*REQUIREMENTS*.
A - Reproduce word for word the passage of the Murdoch article below, beginning at the words "How did we get" and stopping after the words "the car commute.".
B - In the Murdoch article below, which Sydney newspaper did Rupert Henderson on-sell in 1960?
C - Continue the article below on Murdoch moments that shaped journalism from where it stops.

*PROVIDED TEXT*.
• • •

11 Murdoch moments that shaped journalism

This is the second instalment in a new series, The Murdoch Century, examining the legacy of News Corp and Rupert Murdoch.

Sixty years ago Rupert Murdoch was busy revolutionising journalism: in his tabloids, through a joyful embrace of sensationalism; in his broadsheets, through an iconoclastic, opinionated independence; across his media, with a willingness to confound political enemies to his benefit.

The big decisions he made across the years (and around the world) have shaped not just his company, but global journalism with an ever-adapting two-tier product line: down-market tabloids aimed at the working man and an upscale talking-points memo for the conservative elite, squeezing out an increasingly progressive and educated middle (and usually ignoring women altogether).

First in the UK, then in the US, he found his targeting coincided with the political project of the political right, setting up one of the unanswerable questions of modern media: who came first? The Murdoch chicken or the Thatcher/Trump egg? 

How did we get here? Through these 11 simple steps: 

1960: the beginning of a tabloid resurrection

Tabloid papers — and tabloid sensibility — has always sat at News Corp’s heart. Yet back in the 1950s when Murdoch was looking for a path into media monopoly, tabloids were simply out of fashion, their hold on the latest news disrupted by broadcast television, their city-based distribution by the car commute. 

So when in 1960 Fairfax family consigliere Rupert “Rags” Henderson on-sold Sydney’s struggling The Daily Mirror, he figured it a temple-tappingly smart ploy to bury the already irritating Adelaide-based Rupert. Instead, Murdoch transformed the paper into the city’s biggest seller, mixing in strong writing and bold design with the sensationalism of Sydney’s sin-city swinging ’60s, helped along by a few titillating murders (like the still-unsolved Bogle-Chandler case) and the all-too-public evidence in fault-only divorce hearings. For the largely male audience, he added in the now infamous bikini-clad page three models.

• • •

*ENTRIES SUPPLIED*.

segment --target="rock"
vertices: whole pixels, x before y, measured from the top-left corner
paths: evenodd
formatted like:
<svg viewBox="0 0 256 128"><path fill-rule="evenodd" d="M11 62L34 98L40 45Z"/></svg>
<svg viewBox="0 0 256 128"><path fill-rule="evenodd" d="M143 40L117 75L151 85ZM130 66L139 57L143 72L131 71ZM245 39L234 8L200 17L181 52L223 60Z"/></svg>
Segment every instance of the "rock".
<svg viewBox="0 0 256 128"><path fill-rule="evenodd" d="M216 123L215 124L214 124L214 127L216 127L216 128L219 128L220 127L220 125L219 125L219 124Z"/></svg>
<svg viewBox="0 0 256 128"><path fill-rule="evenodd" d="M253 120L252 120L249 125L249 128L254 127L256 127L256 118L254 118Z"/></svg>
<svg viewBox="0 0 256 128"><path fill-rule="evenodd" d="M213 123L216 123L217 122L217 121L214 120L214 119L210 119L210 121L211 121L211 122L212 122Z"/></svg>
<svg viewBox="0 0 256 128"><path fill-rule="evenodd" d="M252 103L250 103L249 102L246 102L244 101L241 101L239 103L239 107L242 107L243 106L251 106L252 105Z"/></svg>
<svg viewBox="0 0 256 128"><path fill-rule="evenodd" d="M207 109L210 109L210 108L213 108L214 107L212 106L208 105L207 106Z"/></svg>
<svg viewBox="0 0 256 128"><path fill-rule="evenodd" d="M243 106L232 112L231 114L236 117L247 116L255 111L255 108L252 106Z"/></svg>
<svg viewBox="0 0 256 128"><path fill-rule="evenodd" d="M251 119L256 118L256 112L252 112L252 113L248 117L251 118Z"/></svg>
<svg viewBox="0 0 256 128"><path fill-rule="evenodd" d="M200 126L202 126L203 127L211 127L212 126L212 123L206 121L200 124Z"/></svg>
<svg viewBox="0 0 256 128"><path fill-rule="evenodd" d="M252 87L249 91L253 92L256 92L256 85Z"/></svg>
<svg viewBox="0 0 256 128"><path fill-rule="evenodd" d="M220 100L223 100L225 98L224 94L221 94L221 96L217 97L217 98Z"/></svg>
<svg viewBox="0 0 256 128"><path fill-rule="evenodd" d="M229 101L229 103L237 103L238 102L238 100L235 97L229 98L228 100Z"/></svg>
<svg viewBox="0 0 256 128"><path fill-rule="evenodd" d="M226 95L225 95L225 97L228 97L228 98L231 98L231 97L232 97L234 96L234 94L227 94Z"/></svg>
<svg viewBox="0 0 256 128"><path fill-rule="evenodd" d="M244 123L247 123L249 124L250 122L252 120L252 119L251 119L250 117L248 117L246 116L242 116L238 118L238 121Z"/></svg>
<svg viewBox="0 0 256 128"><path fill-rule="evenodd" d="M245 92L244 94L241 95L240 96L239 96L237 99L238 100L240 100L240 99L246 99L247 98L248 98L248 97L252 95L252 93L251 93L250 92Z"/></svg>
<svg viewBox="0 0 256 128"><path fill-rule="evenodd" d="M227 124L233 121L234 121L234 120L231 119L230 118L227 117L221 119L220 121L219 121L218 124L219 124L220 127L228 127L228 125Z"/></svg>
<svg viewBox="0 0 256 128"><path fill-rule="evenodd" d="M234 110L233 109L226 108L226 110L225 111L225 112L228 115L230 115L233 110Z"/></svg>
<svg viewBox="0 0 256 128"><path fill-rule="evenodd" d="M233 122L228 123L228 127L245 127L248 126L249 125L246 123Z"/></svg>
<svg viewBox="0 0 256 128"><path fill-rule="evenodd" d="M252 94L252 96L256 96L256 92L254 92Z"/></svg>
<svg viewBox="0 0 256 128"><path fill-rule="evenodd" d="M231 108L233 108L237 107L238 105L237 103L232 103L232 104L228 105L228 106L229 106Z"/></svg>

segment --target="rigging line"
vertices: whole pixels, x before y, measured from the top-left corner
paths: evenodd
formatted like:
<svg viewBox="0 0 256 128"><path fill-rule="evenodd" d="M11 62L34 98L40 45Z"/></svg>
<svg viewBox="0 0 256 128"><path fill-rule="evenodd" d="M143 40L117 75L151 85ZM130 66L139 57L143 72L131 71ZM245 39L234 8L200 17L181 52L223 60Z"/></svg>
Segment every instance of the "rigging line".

• • •

*EXERCISE ANSWERS*.
A -
How did we get here? Through these 11 simple steps: 

1960: the beginning of a tabloid resurrection

Tabloid papers — and tabloid sensibility — has always sat at News Corp’s heart. Yet back in the 1950s when Murdoch was looking for a path into media monopoly, tabloids were simply out of fashion, their hold on the latest news disrupted by broadcast television, their city-based distribution by the car commute.

B - The Daily Mirror.

C -
1964: The Oz is born 

The mass-market tabloids were always market constrained, rarely appealing to the valuable A-B demographic the company wanted. In 1960s Australia, it was a particularly hard market to crack, locked up as it was by Sydney’s Fairfaxes and Melbourne’s Symes. 

Murdoch’s plan? Pitch over their heads to the top of the market with a deeper journalism for a new — national — market. He launched The Australian in 1964 with a new approach to Australian politics, one that centred the ravening beast that now haunts all political reporting: the economy. Great idea. Hard to action.

1969: Murdoch takes tops off in the UK 

In 1969, Murdoch took The Daily Mirror model to the UK, buying and relaunching the loss-making The Sun into the prototype of the country’s now notorious “red top” papers. Page three went topless (encouraging Private Eye magazine to tag him “the Dirty Digger”). That paper, too, became the country’s largest seller. 

Twelve years later, he added the upmarket The Times and The Sunday Times to his stable, making him the largest publisher in the UK. In 1983, in a global scoop, he published the Hitler diaries. Oops. They turned out to be fake. Shrug. They sold a lot of papers.

1975: Murdoch switches sides

Murdoch loves the drama of politics. He picks sides, of course, and since his disillusionment with Gough Whitlam, those sides have almost always been on the right. His preferences shape the company’s journalism through some mysterious process of corporate osmosis. 

But the switch came a bit too abruptly for his journalists. In the 1975 election campaign, they went on strike on protest against editorial interference, only returning to work with a commitment to respect the journalists’ code of ethics. In Australia, at least, it meant Murdoch’s enthusiastic embrace of right-wing leaders such as Margaret Thatcher and Ronald Reagan had to wait until John Howard was elected in 1996.

It’s always been a strongly held belief in the company that the journalism comes first. Until Fox News, that is…

1976: Murdoch takes a bite of the big apple

In 1976, Murdoch bought the afternoon New York Post, meshing the masthead’s strong tabloid traditions into the evolving Mirror/Sun model. The Post style came to be embodied in its Australian personalities: last century, Steve Dunleavy, considered the prototype for Robert Downey Jr’s Australian journalist Wayne Gale in Oliver Stone’s Natural Born Killers: this century, Col Allan, former editor of The Daily Telegraph.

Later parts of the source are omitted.